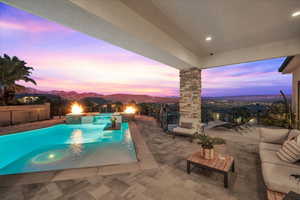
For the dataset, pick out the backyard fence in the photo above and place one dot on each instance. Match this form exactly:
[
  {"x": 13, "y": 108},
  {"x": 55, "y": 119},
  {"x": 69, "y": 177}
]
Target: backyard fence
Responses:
[{"x": 10, "y": 115}]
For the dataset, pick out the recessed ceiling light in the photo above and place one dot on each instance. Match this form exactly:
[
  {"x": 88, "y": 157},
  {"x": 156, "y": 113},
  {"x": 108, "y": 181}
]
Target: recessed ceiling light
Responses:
[
  {"x": 296, "y": 14},
  {"x": 209, "y": 38}
]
========================================================================
* _Work required_
An exact copy of the entries, minus the pictures, is what to return.

* _Completed task_
For the dataset, pick out the backyard fence in the photo above and place one dot on each instance. Match this form exactly:
[
  {"x": 13, "y": 108},
  {"x": 55, "y": 119},
  {"x": 69, "y": 177}
]
Target: backyard fence
Responses:
[{"x": 10, "y": 115}]
For the dataset, pick out the recessed ceiling light in the photo above and place one dot on each instance. Match this form exactly:
[
  {"x": 88, "y": 157},
  {"x": 156, "y": 113},
  {"x": 108, "y": 181}
]
Target: recessed ceiling light
Responses:
[
  {"x": 296, "y": 14},
  {"x": 209, "y": 38}
]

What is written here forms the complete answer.